- **Data for this task**:
- - -

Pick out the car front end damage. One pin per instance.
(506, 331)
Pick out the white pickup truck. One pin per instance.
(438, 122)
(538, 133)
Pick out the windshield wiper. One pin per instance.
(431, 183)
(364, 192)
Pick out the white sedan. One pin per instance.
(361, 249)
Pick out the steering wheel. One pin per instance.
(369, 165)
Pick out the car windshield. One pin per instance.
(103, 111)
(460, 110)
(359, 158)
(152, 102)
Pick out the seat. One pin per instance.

- - -

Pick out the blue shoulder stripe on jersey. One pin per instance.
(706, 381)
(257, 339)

- - -

- **Your goal**: When you reach the line holding "Pick out the car windshield." in the records above, begin reproducing exactly, stop after the line holding "Pick out the seat. One pin per instance.", and output nothing else.

- **Task solution**:
Pick out the car windshield. One pin per instance.
(103, 111)
(460, 110)
(359, 158)
(152, 102)
Pick out the seat. One pin per instance.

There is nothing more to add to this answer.